(Document excerpt)

The Dow Jones Industrial Average consists of 30 of the most established businesses in the world. Thus, it shouldn't be a surprise to learn that many of the components that belong to this index have decades of dividend growth to their credit.

Regardless of what's going on in the stock market, there are arguably always intelligent moves to make with your capital allocation. Here are two Dow Jones stocks with more than a century of dividend growth between them to consider buying this month.

Two people check their investments.

Image source: Getty Images.

1. Johnson & Johnson: The most impressive dividend growth streak in healthcare

With over 150,000 employees around the world, Johnson & Johnson (JNJ 0.05%) is the second-largest pharmaceutical company on the planet. For years, the company was the biggest drugmaker in the world. But a combination of a surge in Eli Lilly's stock and the recent spinoff of J&J's consumer health business Kenvue helped to propel Lilly into the top spot.

J&J's robust product portfolio is what supports its $401 billion market capitalization. What exactly is so special about the company's product lineup? Well, the company has 14 products on track to top $1 billion in annual sales in 2023, including its COVID-19 vaccine and the immunology therapy Stelara. 

J&J continues to be committed to research and development (R&D). This is evidenced by the fact that the company spent $3.6 billion on R&D in the first quarter of this year alone to fund more than 100 clinical trials currently in progress. Analysts expect that these factors could lead to mid-single-digit annual earnings growth over the next five years. 

Coupled with a dividend payout ratio that is projected to be around 44% in 2023, this should allow the company to extend its 60-year dividend growth streak -- already the longest in all of healthcare. As a bonus, J&J's 3.1% dividend yield is well above the S&P 500 index's 1.6% yield. 

Best of all, income investors can pick up shares of the stock at a forward price-to-earnings (P/E) ratio of 14. This is only slightly greater than the drug manufacturing industry average forward P/E ratio of 12.8, which is a reasonable premium for a stock of J&J's quality.

(End Document excerpt)
(Extracted information)

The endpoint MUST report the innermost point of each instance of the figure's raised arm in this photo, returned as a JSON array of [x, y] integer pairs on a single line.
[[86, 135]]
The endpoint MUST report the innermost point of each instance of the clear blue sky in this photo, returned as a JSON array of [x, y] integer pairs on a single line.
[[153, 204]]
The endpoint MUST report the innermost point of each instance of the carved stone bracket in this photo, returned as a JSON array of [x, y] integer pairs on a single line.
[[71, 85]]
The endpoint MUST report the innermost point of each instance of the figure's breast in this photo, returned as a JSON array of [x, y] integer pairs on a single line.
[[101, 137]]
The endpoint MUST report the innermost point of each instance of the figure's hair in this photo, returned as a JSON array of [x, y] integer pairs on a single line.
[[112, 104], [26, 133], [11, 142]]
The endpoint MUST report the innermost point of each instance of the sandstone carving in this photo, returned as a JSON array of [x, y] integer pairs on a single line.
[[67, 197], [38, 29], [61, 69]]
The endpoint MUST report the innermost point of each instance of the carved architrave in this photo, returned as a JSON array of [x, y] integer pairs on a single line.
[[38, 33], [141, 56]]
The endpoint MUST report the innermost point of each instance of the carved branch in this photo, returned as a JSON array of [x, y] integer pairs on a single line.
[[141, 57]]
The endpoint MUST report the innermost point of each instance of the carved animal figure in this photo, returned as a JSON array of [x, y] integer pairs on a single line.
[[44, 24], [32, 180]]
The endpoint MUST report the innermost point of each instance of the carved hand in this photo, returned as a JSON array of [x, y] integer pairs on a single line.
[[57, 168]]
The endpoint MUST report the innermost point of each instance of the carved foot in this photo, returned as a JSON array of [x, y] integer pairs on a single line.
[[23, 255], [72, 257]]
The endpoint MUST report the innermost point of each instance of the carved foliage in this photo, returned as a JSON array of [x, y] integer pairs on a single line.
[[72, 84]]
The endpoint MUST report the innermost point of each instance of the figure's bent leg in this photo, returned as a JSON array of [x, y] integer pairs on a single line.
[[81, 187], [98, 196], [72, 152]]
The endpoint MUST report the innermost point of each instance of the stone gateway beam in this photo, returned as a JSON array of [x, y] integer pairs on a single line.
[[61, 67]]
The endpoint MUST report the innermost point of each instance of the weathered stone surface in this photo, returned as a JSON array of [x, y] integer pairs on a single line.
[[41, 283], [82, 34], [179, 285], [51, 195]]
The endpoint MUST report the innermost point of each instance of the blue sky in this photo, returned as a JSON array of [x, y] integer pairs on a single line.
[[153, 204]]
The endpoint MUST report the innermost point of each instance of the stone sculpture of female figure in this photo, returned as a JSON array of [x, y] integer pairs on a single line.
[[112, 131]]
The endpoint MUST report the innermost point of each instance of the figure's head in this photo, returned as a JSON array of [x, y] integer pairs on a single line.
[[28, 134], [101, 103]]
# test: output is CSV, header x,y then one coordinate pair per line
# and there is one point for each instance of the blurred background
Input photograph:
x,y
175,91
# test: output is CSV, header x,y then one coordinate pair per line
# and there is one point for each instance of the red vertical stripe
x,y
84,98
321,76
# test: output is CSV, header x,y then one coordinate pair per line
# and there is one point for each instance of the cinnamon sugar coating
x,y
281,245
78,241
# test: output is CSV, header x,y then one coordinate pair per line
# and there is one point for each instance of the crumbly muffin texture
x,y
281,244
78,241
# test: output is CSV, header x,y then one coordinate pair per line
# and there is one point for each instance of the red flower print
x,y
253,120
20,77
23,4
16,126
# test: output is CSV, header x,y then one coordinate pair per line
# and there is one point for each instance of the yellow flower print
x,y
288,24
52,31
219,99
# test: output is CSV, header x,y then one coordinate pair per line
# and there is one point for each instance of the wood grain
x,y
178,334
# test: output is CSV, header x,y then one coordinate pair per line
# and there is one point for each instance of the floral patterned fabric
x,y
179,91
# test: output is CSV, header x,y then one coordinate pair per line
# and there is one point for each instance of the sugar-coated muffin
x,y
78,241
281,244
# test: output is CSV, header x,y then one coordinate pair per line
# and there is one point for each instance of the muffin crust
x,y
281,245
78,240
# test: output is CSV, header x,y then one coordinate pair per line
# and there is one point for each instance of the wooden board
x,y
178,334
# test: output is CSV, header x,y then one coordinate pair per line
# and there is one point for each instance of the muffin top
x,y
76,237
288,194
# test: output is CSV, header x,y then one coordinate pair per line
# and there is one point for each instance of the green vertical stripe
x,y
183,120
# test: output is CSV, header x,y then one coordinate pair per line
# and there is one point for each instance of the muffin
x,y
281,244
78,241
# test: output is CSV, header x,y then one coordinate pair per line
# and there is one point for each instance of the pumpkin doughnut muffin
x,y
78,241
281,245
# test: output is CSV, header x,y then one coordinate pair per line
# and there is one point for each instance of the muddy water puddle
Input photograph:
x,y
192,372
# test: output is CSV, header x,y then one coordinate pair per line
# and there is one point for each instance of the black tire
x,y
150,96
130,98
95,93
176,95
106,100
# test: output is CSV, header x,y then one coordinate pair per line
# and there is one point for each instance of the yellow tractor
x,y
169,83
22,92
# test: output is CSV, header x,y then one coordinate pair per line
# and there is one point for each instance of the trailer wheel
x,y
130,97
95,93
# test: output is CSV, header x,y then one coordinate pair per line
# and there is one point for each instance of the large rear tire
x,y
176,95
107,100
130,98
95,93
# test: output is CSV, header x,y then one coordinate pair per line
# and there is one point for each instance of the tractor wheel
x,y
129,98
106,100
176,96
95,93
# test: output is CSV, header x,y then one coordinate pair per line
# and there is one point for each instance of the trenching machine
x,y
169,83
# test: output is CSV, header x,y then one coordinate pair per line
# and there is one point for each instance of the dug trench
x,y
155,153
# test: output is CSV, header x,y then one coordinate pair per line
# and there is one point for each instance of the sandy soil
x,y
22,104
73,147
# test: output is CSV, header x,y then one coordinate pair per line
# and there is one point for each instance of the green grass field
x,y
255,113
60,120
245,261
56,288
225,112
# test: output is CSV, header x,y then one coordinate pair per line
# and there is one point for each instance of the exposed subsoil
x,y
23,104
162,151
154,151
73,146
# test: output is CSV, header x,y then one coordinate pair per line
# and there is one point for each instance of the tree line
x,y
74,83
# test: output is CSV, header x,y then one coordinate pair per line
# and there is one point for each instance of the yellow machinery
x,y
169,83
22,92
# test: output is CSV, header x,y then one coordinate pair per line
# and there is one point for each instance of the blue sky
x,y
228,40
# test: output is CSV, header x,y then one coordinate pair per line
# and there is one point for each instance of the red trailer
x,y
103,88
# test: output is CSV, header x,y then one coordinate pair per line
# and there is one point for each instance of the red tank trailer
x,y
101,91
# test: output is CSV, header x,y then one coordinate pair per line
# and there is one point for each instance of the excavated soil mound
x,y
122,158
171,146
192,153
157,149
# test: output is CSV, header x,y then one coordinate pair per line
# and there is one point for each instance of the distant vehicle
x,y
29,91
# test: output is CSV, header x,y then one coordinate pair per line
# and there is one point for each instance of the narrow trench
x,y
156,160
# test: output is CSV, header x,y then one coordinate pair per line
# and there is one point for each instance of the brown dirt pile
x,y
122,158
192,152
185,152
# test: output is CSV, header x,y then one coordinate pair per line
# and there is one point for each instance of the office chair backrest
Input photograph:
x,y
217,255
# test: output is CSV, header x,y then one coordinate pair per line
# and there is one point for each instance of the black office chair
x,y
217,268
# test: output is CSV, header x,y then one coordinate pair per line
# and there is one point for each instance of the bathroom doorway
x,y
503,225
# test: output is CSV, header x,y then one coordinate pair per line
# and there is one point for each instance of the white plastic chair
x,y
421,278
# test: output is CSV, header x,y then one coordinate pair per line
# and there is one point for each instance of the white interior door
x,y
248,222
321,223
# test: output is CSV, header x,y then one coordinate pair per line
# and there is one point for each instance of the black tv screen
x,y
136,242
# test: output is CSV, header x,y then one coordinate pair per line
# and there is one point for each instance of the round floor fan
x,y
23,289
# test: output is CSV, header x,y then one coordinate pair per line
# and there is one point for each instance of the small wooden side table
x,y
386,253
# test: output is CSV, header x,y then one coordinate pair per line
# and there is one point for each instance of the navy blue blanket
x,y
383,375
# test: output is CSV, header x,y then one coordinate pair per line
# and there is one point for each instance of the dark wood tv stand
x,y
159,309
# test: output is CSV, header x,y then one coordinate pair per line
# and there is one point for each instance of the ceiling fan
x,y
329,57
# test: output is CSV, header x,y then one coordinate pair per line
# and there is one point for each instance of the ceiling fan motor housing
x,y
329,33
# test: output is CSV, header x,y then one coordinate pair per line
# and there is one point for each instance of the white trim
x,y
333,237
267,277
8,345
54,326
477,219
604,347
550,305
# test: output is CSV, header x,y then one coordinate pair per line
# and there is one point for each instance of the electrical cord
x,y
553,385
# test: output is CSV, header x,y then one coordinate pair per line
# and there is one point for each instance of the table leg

(End Extracted information)

To do: Write the next part of the article on two Dow Jones dividend stocks, starting where it ends. The entries were taken from a different source than the text.

Output for this task:
2. McDonald's: A thriving rewards program

Serving more than 60 million customers each day at 40,000-plus restaurant locations around the world, McDonald's (MCD -0.43%) is the leader of the fast-food-chain industry. The company's $208 billion market cap puts it at almost twice the size of its next-biggest competitor, Starbucks

As big as McDonald's is as a company, it arguably has plenty of potential for growth left in the tank. This is because, since launching its MyMcDonald's rewards program in July 2021, it has grown to nearly 50 million 90-day active members in its top six markets as of March 31. It's worth noting that, since rewards customers tend to spend more often and spend more, on average, per transaction than non-rewards customers. For this reason, analysts believe that McDonald's earnings will compound by 8.4% annually through the next five years.

Growing profits alongside a dividend payout ratio that is poised to clock in at approximately 56% in 2023 should give the company the ability to keep its 47-year dividend growth streak going. Investors can scoop up shares of McDonald's and its 2.1% dividend yield at a forward P/E ratio of 23.5. For context, that is precisely in line with the restaurant industry average forward P/E ratio of 23.5.